Passage:
■ ■ ■ ■ ■ ■ ■

Dating a lovely Polish girl or a macho Polish boy must be quite an exhilarating experience for a foreigner, what with both genders of Poles exhibiting characteristics simply not found in people of other nations (Polish girls on average can cook very well, are caring and loyal, and, most importantly, are intelligent, graceful, pretty, and lovely while they're doing it. Polish guys can fix cars, are able to down vast amounts of alcohol without any negative effect, are also very intelligent, generally loyal, and, well, are manly-men kind of men). But such apparently idyllic partners are precisely the wrong teachers if one wants to learn the Polish language. Polish is by far the most difficult modern European language to master, and only a handful of people have become proficient enough at it that they can say to themselves: “I can speak Polish” and mean it.

Learn-Teach Polish

The most important reason why these people learned Polish is because they forsook most modern conveniences, holed themselves up in a small town somewhere in Poland, and took out a Hot-Dog selling job (or any other employment where conversations with different makes and sorts of people are a necessary occurrence). What they didn't do is rely on their otherwise perfect partner to teach them Polish vocabulary, grammar, or idioms because had they done it, they would have found that they are regressing in overall speech (which means English as well) rather than progressing in Polish.

■ ■ ■ ■ ■ ■ ■

Parts of the exercise:
1. According to the passage on learning Polish, what kind of job did the people who mastered the language take?
2. Reproduce the portion of the passage on learning Polish word for word, starting with "The most important" and going on through "progressing in Polish.".

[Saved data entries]
■ ■ ■ ■ ■ ■ ■

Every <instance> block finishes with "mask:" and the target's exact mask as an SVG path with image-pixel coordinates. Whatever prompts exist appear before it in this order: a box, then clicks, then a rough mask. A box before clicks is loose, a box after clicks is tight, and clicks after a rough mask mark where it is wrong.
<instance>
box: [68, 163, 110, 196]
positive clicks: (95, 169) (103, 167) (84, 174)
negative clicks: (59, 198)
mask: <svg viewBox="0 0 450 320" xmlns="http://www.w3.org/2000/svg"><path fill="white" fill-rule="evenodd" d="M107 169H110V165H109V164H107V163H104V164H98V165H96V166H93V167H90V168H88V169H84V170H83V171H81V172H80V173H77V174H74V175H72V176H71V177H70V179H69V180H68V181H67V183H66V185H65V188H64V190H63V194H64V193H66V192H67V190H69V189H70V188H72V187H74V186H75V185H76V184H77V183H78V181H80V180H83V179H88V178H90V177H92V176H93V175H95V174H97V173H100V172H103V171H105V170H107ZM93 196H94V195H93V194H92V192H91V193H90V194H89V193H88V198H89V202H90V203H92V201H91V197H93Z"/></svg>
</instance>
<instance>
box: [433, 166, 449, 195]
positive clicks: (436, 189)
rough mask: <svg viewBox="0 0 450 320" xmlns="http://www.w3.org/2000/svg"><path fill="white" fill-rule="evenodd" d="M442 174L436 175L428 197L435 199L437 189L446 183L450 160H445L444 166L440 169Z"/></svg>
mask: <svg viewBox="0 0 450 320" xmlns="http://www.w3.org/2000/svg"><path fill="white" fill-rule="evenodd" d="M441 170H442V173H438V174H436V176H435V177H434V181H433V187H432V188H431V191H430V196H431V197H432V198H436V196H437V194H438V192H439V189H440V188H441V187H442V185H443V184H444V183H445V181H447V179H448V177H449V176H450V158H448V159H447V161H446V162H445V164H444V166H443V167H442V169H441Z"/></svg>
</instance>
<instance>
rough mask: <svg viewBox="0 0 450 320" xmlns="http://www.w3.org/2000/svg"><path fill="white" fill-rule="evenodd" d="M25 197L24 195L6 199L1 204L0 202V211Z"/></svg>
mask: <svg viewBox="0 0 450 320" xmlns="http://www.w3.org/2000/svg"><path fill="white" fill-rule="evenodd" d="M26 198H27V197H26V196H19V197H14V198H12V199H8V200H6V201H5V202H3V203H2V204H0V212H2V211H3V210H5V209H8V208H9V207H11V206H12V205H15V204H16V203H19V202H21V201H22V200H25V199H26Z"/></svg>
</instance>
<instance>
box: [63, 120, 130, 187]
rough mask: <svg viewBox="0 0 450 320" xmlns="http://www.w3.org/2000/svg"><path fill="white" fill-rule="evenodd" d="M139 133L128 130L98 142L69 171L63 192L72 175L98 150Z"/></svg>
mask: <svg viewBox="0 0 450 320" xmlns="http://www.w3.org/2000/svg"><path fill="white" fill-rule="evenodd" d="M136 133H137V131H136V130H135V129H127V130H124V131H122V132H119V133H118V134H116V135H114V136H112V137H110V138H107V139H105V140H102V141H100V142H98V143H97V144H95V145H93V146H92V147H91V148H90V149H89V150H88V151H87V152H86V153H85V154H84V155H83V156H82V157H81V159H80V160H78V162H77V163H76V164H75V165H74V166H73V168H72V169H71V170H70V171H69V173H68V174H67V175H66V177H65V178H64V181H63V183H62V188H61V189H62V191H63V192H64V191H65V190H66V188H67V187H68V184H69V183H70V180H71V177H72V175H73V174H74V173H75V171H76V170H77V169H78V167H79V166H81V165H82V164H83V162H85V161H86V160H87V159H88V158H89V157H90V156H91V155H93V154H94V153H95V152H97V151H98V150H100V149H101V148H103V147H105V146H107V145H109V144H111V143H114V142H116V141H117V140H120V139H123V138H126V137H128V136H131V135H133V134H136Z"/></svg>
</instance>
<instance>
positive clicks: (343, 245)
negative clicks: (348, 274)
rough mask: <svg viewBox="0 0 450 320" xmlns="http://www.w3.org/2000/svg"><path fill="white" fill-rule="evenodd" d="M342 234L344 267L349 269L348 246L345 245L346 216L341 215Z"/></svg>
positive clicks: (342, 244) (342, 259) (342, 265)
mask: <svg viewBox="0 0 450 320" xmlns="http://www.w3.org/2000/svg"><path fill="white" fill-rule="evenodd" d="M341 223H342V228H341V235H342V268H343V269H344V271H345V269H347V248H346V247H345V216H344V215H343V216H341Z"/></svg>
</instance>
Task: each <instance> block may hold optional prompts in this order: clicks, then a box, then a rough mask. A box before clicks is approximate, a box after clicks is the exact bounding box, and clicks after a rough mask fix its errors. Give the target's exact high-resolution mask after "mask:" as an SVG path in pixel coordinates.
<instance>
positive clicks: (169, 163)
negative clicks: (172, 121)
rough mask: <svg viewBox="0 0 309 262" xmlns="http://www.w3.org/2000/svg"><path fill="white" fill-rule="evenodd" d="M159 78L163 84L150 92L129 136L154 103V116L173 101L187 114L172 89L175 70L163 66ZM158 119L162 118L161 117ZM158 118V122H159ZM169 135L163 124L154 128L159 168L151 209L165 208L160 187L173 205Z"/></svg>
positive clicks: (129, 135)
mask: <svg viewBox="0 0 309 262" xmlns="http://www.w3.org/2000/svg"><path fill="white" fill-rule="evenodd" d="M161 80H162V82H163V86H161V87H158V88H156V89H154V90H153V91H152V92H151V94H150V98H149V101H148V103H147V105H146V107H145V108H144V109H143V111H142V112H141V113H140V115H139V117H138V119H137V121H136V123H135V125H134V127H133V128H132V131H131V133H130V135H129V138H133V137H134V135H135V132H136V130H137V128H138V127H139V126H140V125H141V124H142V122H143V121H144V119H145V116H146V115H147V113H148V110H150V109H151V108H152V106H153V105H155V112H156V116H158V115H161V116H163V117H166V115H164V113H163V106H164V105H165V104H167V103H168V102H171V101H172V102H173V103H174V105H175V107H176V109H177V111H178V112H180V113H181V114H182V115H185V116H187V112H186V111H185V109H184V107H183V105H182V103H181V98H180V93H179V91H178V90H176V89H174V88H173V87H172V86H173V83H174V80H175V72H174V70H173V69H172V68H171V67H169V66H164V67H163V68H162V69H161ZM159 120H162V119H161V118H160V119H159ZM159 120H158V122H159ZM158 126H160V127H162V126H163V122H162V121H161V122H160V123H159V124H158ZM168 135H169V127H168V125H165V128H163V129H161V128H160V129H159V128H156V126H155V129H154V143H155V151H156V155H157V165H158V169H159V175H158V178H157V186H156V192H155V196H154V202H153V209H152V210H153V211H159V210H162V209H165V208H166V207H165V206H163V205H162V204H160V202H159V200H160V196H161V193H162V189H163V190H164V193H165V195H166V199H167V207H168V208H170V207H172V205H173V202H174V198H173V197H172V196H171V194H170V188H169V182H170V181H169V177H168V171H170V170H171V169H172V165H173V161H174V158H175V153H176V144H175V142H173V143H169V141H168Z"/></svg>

■ ■ ■ ■ ■ ■ ■

Exercise answers:
1. A Hot-Dog selling job, or any other job in which conversations with many different sorts of people are a necessary occurrence.

2.
The most important reason why these people learned Polish is because they forsook most modern conveniences, holed themselves up in a small town somewhere in Poland, and took out a Hot-Dog selling job (or any other employment where conversations with different makes and sorts of people are a necessary occurrence). What they didn't do is rely on their otherwise perfect partner to teach them Polish vocabulary, grammar, or idioms because had they done it, they would have found that they are regressing in overall speech (which means English as well) rather than progressing in Polish.